Required work ▸
Which lines in the listing below contain the word "fish"? Copy out each of those lines in full.

══ Task material ══

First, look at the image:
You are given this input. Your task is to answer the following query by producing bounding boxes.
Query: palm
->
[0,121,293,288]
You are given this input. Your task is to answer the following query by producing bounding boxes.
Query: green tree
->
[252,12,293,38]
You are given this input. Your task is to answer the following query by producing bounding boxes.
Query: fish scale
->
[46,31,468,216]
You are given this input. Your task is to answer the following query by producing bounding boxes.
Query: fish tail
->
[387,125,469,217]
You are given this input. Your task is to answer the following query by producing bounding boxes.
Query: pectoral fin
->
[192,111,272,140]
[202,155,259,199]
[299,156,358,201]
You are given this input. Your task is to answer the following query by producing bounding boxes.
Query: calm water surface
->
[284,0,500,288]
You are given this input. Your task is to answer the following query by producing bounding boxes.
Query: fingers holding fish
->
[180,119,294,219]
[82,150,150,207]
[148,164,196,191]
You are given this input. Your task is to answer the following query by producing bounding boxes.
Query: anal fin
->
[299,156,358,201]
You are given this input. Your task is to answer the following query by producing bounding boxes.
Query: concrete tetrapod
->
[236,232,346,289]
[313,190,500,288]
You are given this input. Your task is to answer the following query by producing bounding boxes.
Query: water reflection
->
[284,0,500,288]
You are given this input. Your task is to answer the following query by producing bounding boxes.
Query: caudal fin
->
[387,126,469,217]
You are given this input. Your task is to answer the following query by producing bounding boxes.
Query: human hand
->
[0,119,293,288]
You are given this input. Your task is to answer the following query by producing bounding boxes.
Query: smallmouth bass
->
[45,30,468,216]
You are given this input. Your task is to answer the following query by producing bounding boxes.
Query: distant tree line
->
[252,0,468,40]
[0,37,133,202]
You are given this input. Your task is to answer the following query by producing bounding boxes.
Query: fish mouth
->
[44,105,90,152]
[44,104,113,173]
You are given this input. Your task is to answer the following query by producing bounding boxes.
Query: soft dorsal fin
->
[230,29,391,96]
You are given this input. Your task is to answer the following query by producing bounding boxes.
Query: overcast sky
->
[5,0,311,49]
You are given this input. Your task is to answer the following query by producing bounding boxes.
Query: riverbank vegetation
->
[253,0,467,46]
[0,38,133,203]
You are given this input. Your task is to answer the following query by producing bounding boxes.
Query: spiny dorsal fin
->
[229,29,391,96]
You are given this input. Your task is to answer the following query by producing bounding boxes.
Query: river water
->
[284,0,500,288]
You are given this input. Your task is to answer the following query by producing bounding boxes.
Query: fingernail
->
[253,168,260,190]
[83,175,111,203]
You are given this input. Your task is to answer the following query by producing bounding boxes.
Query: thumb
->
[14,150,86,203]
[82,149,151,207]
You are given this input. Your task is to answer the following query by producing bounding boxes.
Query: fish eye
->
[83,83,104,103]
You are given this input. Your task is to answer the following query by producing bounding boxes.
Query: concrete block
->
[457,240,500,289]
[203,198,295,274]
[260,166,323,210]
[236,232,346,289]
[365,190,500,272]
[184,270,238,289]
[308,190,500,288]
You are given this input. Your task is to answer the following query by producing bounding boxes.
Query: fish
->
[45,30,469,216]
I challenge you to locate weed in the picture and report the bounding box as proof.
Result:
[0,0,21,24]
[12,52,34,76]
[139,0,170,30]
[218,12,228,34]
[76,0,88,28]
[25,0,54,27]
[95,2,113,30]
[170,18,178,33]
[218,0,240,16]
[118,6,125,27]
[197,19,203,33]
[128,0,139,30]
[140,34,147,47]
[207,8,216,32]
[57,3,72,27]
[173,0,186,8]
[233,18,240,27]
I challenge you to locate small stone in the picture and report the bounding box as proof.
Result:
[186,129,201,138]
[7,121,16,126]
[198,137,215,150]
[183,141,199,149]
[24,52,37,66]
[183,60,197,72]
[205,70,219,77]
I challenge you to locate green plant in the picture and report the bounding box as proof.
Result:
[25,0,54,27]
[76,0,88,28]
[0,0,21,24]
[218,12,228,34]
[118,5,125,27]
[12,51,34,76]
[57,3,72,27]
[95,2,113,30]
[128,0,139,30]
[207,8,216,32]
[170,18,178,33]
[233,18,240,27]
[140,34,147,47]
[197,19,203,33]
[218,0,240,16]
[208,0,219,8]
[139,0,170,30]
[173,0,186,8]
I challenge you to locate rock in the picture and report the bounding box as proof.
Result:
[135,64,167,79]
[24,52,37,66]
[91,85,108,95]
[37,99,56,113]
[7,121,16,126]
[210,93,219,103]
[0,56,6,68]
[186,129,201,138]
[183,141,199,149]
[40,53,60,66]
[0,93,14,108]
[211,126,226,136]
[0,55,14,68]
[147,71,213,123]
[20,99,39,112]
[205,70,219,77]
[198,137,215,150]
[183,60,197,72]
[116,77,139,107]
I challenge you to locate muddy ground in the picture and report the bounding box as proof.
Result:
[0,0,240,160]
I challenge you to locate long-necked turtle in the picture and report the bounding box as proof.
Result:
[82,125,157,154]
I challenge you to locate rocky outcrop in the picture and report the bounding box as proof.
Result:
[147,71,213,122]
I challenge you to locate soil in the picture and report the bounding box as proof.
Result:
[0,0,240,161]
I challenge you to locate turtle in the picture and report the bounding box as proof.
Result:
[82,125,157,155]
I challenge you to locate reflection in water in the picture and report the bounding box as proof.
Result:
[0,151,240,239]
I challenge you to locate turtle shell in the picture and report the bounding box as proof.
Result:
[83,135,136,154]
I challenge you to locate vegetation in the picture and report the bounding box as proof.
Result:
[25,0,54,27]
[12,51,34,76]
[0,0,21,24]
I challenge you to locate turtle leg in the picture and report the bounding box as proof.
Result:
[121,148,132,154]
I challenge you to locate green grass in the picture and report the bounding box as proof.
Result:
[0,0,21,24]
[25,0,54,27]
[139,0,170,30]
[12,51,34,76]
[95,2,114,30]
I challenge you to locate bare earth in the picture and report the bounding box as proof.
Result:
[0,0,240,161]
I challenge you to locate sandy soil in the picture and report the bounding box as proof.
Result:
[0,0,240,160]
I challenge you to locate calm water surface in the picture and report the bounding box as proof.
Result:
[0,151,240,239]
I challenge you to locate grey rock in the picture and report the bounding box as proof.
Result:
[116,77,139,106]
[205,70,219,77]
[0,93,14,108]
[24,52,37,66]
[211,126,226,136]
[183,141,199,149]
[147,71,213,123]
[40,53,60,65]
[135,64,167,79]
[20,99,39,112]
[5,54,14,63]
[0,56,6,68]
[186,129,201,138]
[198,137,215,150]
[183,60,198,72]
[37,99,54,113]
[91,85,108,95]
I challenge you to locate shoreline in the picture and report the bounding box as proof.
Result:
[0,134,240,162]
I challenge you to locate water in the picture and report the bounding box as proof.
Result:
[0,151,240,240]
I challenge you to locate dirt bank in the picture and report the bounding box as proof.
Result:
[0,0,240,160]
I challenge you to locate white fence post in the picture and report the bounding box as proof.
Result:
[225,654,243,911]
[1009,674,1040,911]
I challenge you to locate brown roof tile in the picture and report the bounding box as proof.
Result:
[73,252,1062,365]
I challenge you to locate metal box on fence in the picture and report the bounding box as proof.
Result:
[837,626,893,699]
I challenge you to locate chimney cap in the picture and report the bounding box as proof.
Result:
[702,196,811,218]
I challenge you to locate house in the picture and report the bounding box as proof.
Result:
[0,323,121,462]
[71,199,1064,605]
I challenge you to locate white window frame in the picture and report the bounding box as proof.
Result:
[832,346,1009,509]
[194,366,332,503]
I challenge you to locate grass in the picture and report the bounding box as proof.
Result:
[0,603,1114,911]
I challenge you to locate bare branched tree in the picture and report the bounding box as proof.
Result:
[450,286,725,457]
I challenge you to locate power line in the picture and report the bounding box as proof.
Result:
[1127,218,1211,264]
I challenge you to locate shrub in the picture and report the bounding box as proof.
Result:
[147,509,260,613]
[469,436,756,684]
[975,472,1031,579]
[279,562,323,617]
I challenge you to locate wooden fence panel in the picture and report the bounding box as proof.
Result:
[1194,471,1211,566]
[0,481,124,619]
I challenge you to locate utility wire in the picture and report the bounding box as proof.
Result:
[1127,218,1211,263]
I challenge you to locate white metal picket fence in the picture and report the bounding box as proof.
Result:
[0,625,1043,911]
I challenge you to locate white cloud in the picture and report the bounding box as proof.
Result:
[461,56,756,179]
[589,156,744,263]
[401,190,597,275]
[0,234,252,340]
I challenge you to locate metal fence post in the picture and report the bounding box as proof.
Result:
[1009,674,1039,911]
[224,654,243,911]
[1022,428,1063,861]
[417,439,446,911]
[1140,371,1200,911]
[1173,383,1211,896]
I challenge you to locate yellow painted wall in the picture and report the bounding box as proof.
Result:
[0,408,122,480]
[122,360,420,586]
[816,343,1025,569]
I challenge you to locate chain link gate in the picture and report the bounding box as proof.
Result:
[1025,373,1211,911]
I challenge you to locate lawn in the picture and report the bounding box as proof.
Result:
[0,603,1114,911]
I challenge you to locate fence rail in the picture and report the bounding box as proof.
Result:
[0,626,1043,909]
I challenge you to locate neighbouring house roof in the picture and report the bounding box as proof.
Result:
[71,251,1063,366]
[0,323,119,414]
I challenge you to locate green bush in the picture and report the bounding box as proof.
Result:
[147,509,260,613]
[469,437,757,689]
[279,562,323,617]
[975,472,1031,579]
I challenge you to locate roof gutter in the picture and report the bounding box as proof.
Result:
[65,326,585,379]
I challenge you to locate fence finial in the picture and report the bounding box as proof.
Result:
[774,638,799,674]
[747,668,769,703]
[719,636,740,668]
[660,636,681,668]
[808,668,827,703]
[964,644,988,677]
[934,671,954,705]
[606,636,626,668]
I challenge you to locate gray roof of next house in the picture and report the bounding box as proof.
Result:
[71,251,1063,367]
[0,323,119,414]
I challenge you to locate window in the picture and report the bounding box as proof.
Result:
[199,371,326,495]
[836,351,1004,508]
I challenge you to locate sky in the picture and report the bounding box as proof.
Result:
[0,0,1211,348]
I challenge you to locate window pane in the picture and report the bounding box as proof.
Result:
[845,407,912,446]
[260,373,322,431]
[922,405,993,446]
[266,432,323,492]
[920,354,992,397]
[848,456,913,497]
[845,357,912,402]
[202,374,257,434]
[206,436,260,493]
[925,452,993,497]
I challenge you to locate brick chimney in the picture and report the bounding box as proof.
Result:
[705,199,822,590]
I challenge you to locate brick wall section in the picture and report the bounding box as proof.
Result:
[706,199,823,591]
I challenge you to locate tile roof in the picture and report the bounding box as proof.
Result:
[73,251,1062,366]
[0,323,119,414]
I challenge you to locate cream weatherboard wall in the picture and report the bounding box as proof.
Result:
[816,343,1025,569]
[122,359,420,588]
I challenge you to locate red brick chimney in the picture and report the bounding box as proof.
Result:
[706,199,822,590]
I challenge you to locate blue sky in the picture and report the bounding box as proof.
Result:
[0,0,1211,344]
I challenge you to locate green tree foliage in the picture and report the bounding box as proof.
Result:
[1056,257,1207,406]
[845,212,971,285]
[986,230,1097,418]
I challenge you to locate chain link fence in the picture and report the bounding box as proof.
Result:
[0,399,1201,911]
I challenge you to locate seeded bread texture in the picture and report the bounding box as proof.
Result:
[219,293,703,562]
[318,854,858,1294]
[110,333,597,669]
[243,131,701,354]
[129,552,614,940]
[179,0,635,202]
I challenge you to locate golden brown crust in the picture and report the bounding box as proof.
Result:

═══

Worked solution ▸
Query: fish scale
Query: fish tail
Query: fingers holding fish
Query: fish mouth
Query: fish eye
Query: fish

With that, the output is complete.